# WHAT TO DO:
Copy all records precisely, apart from the pictures.

--------

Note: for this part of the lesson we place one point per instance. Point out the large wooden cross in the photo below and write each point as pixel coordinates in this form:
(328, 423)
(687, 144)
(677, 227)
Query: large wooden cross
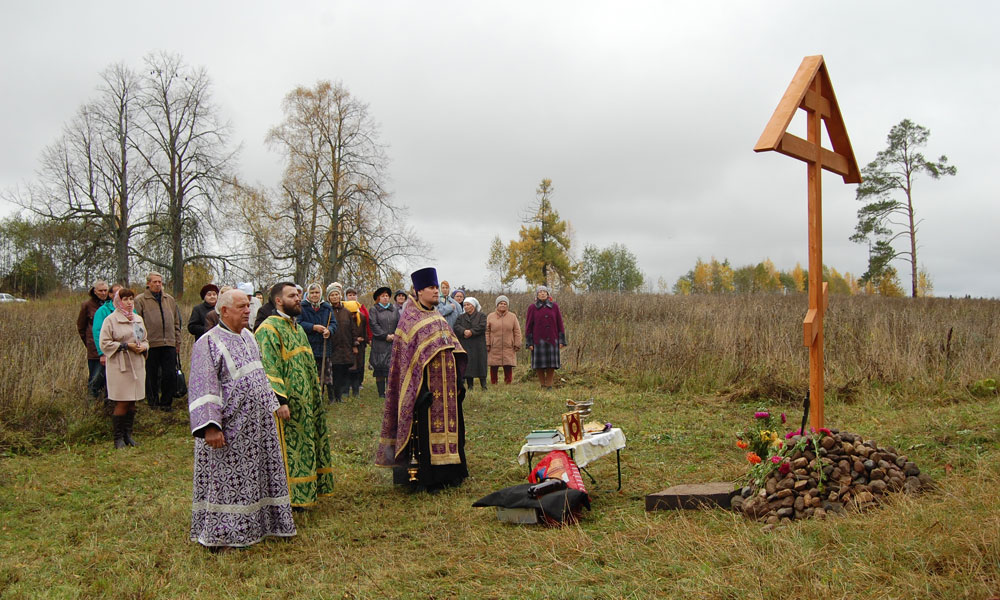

--------

# PROBLEM SOLUTION:
Note: for this part of the lesson we place one point per instance. Point out the large wooden cross in the photo below and write each point as pixel coordinates in this form:
(328, 423)
(687, 144)
(677, 227)
Query: large wooden cross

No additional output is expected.